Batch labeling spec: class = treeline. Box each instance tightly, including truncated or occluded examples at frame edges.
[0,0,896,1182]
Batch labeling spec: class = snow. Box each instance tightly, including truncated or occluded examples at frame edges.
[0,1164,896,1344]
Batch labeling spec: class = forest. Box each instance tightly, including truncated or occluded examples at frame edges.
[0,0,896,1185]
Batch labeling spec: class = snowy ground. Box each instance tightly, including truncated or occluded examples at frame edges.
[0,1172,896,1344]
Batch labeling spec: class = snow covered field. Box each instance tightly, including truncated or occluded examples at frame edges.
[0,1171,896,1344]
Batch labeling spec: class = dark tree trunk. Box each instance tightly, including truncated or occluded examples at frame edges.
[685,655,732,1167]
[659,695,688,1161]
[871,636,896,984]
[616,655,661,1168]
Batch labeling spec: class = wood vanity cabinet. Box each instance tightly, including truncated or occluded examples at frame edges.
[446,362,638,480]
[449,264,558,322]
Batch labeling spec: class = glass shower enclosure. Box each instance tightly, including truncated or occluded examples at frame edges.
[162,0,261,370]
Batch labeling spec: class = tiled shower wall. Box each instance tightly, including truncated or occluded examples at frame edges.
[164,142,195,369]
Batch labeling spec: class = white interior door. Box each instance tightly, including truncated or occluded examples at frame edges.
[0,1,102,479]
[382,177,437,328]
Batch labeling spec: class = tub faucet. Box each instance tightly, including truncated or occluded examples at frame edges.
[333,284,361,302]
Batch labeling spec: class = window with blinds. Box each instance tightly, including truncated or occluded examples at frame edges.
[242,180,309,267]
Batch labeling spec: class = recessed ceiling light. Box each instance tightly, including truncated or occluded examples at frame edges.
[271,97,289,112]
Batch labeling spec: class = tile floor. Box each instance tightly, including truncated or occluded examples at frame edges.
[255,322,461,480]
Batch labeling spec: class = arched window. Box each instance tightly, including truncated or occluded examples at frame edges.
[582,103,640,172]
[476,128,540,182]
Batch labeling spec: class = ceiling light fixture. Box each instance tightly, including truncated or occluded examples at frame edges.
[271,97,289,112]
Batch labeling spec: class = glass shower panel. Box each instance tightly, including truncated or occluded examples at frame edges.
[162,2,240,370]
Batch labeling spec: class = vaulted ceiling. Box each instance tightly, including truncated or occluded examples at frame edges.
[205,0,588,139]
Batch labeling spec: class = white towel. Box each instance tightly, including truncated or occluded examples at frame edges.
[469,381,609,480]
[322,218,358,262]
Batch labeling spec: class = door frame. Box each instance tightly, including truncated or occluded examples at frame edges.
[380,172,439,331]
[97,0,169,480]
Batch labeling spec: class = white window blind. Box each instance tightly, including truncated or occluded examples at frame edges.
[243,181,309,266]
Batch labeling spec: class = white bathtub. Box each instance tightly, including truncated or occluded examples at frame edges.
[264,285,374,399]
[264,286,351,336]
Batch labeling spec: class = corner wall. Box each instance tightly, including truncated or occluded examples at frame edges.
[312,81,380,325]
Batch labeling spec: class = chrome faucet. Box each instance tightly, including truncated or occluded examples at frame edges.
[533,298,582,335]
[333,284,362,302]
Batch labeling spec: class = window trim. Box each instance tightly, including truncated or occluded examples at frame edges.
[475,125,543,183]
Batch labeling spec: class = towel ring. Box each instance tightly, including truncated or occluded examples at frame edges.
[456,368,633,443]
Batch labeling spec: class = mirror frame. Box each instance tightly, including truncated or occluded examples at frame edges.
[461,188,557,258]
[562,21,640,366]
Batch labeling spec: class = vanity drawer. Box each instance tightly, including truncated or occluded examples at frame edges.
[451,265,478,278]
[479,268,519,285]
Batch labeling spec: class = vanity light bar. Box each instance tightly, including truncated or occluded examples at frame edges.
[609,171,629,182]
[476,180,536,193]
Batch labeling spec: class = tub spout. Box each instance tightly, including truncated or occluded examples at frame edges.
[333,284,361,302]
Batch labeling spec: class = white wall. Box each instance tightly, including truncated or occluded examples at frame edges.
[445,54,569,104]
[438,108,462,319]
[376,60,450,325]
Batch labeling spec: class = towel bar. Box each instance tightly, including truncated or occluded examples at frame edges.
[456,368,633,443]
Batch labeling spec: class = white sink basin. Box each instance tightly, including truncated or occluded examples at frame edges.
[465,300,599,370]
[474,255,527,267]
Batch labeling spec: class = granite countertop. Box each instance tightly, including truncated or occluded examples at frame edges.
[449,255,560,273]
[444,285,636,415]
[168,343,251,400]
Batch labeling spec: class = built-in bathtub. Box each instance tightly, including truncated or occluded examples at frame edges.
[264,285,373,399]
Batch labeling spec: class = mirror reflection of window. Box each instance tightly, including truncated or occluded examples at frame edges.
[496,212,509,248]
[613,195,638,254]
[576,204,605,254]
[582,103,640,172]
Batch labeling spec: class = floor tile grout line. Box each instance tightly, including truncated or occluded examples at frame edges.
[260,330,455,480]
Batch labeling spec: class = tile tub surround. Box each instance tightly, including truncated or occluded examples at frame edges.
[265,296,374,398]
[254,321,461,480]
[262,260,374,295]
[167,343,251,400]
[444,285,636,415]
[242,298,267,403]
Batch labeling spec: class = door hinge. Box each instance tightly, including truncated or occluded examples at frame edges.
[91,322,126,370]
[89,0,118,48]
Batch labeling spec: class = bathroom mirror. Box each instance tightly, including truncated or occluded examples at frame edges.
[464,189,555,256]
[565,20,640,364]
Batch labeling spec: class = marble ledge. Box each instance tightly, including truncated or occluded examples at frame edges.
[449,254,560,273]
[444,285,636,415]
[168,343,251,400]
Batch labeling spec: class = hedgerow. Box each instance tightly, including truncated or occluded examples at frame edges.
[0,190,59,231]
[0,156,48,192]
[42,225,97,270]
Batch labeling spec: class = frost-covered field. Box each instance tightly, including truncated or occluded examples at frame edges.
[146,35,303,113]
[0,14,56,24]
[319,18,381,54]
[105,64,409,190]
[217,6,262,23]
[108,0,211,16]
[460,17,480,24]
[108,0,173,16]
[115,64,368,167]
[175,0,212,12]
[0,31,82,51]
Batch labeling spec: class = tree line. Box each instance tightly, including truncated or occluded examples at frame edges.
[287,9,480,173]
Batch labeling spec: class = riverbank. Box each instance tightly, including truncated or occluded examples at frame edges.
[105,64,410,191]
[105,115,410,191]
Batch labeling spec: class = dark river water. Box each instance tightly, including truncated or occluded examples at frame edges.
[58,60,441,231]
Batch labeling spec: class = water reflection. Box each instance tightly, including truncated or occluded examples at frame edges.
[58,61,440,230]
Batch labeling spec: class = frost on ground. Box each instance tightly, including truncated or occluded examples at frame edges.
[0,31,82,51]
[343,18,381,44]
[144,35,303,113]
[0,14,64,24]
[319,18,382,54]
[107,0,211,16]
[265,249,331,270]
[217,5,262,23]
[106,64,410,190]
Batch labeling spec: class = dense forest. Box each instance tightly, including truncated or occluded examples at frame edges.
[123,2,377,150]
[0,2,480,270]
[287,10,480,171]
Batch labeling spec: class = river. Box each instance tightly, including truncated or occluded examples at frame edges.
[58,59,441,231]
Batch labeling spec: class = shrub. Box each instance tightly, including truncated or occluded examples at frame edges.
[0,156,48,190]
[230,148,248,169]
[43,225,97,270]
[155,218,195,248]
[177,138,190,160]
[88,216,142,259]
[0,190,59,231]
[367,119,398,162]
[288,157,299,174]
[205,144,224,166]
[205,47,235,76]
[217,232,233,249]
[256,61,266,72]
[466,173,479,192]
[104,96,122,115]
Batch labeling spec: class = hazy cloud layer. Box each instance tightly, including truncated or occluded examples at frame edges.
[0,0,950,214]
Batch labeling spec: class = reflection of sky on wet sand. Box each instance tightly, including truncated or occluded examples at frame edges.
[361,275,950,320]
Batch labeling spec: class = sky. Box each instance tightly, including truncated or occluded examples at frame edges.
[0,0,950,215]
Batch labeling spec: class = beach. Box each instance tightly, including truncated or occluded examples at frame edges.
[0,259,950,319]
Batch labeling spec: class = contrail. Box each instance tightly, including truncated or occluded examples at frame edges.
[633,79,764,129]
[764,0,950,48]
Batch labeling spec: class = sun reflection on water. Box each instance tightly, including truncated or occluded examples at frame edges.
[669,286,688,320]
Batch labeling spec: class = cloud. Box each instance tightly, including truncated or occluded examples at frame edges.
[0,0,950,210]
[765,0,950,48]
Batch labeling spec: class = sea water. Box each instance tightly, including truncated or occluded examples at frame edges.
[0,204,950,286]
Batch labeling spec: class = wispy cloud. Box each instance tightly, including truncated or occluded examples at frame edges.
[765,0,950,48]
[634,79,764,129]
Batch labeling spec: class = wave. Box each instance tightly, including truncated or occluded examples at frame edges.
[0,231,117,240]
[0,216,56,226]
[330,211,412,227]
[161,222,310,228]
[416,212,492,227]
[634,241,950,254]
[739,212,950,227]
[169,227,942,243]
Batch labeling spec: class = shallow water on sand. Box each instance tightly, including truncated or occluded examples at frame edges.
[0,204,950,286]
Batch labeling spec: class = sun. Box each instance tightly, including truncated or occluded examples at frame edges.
================
[Problem to work on]
Starting at the line that contains "Batch labeling spec: class = frost-covered" and ending at the line that contains "[58,60,441,231]", give those lines of the data above as a JSON list of strings, one string per line with blank lines left out. Include no other lines.

[Worked answer]
[
  "Batch labeling spec: class = frost-covered field. Box each instance tightly, including truncated or occluded examples at frame edges.",
  "[146,35,303,113]",
  "[0,14,56,24]",
  "[319,18,381,54]",
  "[105,64,409,190]",
  "[217,6,262,23]",
  "[108,0,211,16]",
  "[460,17,480,24]",
  "[108,0,173,16]",
  "[115,64,368,167]",
  "[175,0,212,12]",
  "[0,31,82,51]",
  "Batch labeling spec: class = tree line. Box each instance tightly, including truncated or occluded examples at frame edges.",
  "[287,9,480,173]",
  "Batch labeling spec: class = riverbank. Box each instance tightly, including truncated or occluded examples at frame edges.",
  "[105,64,410,191]",
  "[105,115,410,191]",
  "Batch labeling spec: class = dark river water. Box each instance tightly, including truncated or occluded examples at frame edges.",
  "[58,60,441,231]"
]